Start of AVAILABLE RECORDS
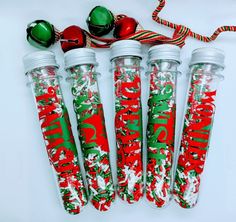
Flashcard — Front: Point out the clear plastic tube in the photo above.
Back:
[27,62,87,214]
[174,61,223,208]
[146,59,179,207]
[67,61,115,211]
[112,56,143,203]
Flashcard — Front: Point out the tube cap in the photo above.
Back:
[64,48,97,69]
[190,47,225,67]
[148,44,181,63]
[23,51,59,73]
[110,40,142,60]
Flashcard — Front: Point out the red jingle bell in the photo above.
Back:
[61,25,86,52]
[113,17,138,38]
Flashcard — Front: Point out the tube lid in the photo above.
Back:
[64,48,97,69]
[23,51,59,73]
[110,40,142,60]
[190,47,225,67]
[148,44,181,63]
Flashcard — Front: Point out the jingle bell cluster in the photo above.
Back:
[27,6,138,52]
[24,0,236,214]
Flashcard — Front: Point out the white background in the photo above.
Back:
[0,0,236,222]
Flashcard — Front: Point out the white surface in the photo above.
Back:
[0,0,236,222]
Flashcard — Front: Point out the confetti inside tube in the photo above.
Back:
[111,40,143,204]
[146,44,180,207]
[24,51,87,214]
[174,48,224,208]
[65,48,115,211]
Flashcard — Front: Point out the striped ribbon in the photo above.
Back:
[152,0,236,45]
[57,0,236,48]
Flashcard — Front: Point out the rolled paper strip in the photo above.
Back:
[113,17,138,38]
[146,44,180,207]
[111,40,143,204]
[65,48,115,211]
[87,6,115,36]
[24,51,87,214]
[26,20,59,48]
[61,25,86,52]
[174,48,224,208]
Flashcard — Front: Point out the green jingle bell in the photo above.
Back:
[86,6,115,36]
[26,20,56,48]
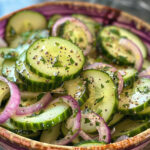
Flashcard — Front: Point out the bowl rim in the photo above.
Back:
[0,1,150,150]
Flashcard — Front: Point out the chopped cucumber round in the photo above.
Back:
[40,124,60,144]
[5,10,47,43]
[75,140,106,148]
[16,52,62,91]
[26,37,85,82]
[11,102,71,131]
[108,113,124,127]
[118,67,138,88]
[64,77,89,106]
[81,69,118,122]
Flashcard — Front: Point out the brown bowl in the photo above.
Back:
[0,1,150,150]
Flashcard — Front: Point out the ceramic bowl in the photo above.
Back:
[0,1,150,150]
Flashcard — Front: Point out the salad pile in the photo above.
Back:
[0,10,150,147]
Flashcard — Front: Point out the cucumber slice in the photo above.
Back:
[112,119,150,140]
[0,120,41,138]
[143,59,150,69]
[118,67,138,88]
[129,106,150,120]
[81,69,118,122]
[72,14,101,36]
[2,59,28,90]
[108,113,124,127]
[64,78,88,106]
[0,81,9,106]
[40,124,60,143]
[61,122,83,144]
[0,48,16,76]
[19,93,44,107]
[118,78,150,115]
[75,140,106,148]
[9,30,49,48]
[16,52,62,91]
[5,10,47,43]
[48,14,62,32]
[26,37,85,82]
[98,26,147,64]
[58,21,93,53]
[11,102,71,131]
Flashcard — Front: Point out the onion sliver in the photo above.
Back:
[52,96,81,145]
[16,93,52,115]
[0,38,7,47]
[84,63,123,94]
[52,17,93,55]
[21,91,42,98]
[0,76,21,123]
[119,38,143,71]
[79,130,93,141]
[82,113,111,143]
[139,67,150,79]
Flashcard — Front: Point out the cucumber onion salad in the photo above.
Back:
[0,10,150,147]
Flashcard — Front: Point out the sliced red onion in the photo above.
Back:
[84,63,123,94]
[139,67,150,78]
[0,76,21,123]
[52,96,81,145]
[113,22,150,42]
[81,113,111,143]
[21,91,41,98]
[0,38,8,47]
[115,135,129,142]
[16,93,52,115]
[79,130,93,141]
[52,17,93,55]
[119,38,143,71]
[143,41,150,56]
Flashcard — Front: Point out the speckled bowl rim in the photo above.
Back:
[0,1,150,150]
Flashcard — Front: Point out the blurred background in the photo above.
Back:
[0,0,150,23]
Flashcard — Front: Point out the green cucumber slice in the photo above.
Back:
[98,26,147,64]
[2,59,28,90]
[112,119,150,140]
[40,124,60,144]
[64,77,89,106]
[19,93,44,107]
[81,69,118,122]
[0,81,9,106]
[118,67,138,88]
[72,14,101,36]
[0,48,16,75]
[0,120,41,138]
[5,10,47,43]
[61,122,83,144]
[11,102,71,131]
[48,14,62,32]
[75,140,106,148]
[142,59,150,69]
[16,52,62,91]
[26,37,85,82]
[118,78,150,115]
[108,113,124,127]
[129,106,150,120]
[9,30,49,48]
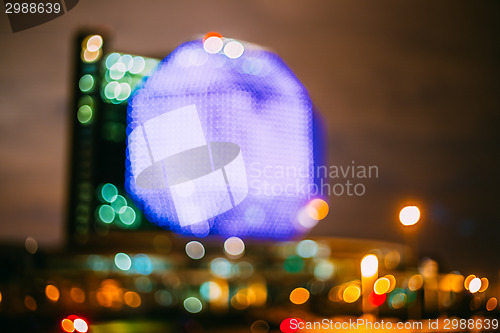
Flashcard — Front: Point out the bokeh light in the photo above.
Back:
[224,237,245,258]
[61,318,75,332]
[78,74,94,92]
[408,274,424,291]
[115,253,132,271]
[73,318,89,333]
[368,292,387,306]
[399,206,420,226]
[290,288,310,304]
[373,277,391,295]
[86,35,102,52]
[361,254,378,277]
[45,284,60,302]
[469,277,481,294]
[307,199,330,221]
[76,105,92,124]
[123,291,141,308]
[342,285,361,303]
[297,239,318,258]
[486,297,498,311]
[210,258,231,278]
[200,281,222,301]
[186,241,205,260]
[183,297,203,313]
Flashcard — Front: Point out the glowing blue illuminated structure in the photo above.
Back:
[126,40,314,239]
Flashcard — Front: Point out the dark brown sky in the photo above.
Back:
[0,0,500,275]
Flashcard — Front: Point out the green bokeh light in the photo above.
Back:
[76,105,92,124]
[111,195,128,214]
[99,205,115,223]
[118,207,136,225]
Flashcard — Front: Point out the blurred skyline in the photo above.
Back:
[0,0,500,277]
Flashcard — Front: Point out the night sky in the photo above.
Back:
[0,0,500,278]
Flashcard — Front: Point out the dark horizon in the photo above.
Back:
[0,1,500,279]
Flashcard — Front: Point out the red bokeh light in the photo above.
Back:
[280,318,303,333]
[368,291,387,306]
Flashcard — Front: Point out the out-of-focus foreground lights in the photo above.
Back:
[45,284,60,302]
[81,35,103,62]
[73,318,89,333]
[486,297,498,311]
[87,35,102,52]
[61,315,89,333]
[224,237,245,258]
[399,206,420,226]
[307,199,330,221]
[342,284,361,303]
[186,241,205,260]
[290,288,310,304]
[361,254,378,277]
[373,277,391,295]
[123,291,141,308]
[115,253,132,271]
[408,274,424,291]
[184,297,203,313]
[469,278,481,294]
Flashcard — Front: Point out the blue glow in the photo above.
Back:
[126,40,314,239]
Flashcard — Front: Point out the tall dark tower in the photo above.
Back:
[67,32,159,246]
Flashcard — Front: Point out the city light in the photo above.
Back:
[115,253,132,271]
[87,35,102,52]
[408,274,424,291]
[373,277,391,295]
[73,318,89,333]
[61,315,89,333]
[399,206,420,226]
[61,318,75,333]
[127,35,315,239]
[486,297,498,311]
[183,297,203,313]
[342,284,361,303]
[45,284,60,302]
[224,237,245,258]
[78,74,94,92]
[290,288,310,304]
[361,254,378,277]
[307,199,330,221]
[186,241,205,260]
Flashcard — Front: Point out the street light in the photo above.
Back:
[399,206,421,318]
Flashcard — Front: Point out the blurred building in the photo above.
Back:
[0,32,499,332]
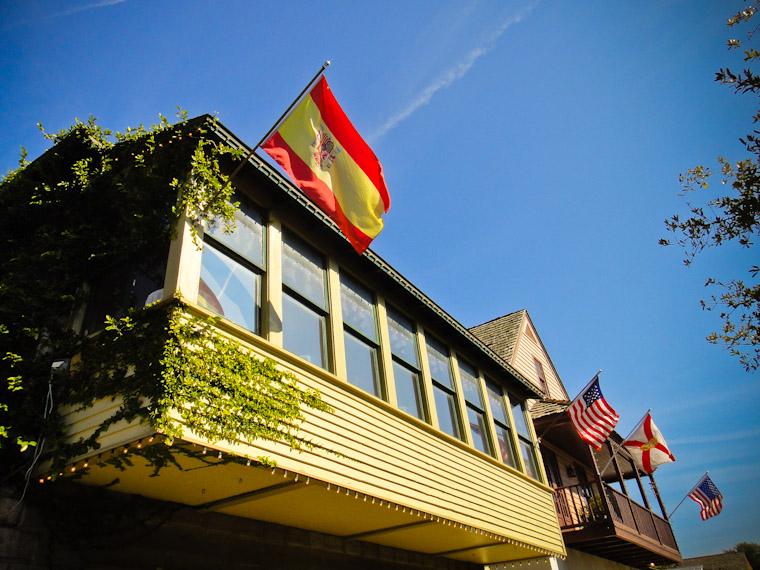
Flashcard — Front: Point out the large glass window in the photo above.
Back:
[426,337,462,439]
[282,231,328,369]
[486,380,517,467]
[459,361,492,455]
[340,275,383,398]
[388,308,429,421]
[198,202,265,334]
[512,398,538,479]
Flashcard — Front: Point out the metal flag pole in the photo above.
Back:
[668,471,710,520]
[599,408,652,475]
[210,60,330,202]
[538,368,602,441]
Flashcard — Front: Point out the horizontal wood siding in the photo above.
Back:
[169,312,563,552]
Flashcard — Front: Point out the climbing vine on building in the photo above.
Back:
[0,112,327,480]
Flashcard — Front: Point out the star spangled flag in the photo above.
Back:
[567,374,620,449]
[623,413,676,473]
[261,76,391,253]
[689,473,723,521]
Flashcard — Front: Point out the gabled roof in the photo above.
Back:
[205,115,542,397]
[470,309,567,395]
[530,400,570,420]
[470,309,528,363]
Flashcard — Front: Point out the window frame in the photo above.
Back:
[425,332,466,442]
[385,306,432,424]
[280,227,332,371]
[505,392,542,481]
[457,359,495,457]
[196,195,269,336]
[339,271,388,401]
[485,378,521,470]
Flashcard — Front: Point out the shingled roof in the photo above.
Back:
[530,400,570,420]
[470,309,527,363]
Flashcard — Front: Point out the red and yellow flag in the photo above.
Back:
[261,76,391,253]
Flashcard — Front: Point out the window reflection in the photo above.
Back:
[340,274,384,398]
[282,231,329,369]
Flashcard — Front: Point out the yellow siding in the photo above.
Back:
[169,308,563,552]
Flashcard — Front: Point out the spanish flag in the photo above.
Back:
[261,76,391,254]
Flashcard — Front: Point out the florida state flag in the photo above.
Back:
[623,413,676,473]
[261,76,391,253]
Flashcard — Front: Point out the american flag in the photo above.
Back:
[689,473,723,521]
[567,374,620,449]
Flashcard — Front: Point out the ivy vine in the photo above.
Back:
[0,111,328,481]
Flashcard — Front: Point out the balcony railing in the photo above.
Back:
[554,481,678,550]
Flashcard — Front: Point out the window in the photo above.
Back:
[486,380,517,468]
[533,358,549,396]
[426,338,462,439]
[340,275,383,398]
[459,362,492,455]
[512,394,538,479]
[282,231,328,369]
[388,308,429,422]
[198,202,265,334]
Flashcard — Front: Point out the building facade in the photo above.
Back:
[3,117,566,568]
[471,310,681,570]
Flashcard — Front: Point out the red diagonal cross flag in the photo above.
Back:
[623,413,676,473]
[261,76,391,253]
End of AVAILABLE RECORDS
Collect every line in the rows above that contains the string "building", and list those lines. Matching is case-sensitive.

Flashcard — Front: Point out the blurred building in the photo above.
Flashcard — Front: Point out the climbing vine on building in the photo above.
Flashcard — Front: Point out the building facade in the photo above.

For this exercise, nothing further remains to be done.